((

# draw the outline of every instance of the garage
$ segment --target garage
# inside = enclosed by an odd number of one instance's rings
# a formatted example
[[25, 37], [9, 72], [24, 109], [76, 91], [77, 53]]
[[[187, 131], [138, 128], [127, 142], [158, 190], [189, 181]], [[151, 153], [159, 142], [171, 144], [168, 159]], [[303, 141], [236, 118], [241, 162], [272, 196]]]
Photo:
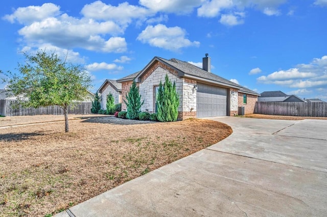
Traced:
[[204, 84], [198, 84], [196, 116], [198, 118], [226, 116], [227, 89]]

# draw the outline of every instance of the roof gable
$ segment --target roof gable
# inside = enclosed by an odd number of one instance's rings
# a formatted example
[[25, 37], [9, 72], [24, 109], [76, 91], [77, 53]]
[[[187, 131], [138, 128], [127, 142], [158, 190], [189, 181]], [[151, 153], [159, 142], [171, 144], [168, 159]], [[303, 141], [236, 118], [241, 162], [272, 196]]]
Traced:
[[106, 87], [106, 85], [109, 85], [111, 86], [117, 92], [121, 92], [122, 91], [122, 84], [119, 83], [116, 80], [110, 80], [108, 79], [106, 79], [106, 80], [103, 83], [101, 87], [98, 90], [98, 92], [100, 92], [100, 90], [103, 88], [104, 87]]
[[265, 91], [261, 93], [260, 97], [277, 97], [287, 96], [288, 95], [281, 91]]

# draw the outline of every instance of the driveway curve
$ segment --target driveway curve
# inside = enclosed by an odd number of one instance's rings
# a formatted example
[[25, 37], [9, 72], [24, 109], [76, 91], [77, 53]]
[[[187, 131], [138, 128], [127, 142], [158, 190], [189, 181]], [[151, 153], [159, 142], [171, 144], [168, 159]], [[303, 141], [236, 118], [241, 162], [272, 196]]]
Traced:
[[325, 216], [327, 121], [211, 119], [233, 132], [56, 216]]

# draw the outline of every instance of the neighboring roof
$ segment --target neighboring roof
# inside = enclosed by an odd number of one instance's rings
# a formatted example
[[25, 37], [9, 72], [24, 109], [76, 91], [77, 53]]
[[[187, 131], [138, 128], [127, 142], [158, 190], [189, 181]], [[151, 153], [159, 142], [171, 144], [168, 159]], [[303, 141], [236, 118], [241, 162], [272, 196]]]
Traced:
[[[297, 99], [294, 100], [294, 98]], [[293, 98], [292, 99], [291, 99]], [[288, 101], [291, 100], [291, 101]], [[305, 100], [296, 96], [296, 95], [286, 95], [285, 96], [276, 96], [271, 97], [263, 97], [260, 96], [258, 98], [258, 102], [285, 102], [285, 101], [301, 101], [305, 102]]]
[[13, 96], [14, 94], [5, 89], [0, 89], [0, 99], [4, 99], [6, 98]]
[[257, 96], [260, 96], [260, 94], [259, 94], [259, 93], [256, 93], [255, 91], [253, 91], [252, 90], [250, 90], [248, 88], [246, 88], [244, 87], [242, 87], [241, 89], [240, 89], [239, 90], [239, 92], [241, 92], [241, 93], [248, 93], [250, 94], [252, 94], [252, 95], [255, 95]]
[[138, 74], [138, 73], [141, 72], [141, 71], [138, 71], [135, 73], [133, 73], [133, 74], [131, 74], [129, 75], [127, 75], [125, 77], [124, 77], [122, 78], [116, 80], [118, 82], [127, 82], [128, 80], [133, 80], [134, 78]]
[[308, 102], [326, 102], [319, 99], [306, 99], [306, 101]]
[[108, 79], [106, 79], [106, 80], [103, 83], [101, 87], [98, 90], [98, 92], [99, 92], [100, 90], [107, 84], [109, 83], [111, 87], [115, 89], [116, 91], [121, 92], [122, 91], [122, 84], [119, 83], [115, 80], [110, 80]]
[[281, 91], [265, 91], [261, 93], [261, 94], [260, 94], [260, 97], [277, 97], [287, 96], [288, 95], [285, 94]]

))

Problem requirements. Reproduce the material starting at its first line and ending at the line that contains "116], [227, 89]]", both included, and leave the pictures out.

Expected answer.
# draw the outline of every instance of the garage
$ segment --target garage
# inside = enclosed by an odd number of one instance's rings
# a formatted example
[[25, 37], [9, 72], [24, 109], [76, 91], [77, 53]]
[[[187, 131], [138, 128], [127, 142], [158, 190], [189, 181]], [[151, 153], [159, 142], [171, 144], [168, 159]], [[303, 141], [236, 118], [241, 162], [272, 196]]]
Photo:
Traced:
[[204, 84], [198, 84], [196, 116], [198, 118], [226, 116], [227, 89]]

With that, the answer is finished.